PROVIDED RECORDS

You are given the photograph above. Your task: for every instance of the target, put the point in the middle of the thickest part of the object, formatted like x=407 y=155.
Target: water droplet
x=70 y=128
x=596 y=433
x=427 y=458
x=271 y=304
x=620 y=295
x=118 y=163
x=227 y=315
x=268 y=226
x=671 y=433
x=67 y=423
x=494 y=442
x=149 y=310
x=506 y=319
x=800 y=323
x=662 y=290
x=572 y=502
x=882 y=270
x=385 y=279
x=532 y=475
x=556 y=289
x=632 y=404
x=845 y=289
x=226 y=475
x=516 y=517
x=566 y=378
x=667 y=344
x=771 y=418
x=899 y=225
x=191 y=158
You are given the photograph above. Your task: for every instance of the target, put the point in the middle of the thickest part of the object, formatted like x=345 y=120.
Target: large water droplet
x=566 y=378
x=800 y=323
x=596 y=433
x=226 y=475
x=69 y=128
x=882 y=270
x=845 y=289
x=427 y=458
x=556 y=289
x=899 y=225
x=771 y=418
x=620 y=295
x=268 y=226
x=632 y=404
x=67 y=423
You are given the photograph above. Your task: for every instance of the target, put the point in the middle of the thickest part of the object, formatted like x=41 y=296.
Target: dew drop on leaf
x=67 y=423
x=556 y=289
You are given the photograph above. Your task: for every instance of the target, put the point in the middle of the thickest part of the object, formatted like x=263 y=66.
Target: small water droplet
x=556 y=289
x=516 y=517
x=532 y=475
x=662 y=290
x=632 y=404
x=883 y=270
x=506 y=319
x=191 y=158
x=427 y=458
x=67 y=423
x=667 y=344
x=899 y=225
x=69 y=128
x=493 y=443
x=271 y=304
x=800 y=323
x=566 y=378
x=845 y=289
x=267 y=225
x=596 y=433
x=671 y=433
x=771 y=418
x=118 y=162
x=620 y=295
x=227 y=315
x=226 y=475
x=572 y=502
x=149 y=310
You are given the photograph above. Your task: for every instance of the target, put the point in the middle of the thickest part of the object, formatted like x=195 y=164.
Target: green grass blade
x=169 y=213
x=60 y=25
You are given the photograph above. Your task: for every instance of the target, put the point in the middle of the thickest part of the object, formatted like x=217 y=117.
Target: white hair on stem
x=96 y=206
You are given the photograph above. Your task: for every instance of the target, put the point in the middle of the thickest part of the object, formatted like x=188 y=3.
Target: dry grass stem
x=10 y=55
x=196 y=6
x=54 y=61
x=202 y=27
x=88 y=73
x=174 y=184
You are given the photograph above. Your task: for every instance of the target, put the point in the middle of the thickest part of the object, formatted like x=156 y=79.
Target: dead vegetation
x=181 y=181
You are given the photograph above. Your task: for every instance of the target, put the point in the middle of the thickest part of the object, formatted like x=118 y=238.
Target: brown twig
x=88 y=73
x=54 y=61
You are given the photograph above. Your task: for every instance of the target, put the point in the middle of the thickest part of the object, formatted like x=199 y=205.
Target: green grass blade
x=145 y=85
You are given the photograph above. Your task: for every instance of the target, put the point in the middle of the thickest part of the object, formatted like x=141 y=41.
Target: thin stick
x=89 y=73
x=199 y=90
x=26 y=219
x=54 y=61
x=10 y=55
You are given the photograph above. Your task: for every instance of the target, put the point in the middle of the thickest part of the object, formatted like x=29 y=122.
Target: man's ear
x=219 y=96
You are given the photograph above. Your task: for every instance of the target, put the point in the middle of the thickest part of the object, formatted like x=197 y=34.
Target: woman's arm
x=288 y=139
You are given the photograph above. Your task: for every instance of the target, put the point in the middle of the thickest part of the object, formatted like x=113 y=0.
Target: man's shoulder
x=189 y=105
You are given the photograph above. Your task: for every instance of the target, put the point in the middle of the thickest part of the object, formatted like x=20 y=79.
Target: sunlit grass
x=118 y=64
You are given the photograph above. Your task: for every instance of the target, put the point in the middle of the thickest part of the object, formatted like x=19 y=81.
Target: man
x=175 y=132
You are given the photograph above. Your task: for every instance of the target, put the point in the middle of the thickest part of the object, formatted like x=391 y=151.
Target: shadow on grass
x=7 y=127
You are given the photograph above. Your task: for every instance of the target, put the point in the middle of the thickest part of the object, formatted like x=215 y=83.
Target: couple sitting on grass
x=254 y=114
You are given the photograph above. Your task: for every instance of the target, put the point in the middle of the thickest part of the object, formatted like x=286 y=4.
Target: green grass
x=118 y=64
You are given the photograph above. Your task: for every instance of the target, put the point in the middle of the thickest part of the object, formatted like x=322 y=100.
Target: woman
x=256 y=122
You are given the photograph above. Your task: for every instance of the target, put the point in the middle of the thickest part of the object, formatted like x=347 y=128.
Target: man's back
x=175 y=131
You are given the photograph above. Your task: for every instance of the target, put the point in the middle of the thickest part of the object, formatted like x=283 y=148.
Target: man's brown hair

DIRECTION
Copy exactly the line containing "like x=391 y=151." and every line after it, ending with the last line of the records above.

SOLUTION
You are given the photograph above. Your task: for every instance of the target, put the point in the middle of the thickest part of the object, formatted like x=391 y=151.
Target: shadow on grass
x=7 y=127
You are given the photograph above. Your task: for every instance of the target, put the point in the middle of the thickest part of the object, formatted like x=215 y=83.
Target: couple sitting on grass
x=254 y=114
You are given the photograph above. Your task: for every instance of the target, put the point in the middle of the thickest part of the object, formatted like x=286 y=4.
Target: green grass
x=118 y=64
You are given the photograph above. Your task: for every instance of the target, put the point in the middle of the thickest part of the object, formatted like x=322 y=100.
Target: woman
x=256 y=122
You are given the photograph above. Your task: for every instance of the target, put the point in the middle of the thickest part of the object, formatted like x=347 y=128.
Target: man's back
x=175 y=131
You are given the photograph above. Your task: for every instance of the target, put the point in the middle of the thickest part of the object, formatted like x=283 y=148.
Target: man's brown hair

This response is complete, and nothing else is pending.